• TASK
Copy the entries below word for word, but leave the pictures out of your copy.
________
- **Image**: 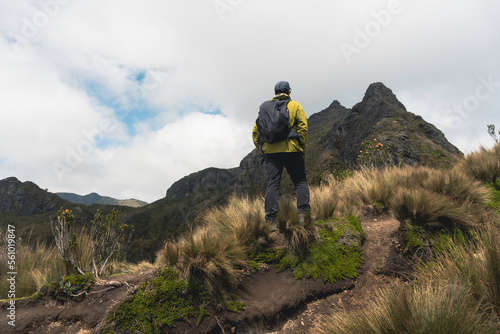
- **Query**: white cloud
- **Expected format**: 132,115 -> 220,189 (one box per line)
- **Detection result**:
0,0 -> 500,201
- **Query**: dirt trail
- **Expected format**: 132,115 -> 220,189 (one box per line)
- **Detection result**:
266,217 -> 400,334
0,217 -> 399,334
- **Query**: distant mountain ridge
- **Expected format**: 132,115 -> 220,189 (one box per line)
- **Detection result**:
0,83 -> 463,261
55,192 -> 148,208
________
• EXERCISE SOLUTION
- **Image**: 
- **Query**: white cloud
- **Expected format**: 132,115 -> 220,189 (one box per line)
- **Detection result**:
0,0 -> 500,201
- **Query**: dirt trail
- **Expected format**: 132,115 -> 220,189 (one box per line)
- **Detection result**:
266,217 -> 400,334
0,217 -> 399,334
- **Query**: distant mountain ridge
- **Expected format**: 132,115 -> 220,189 (one box per line)
- **Detection result**:
0,83 -> 463,261
55,192 -> 148,208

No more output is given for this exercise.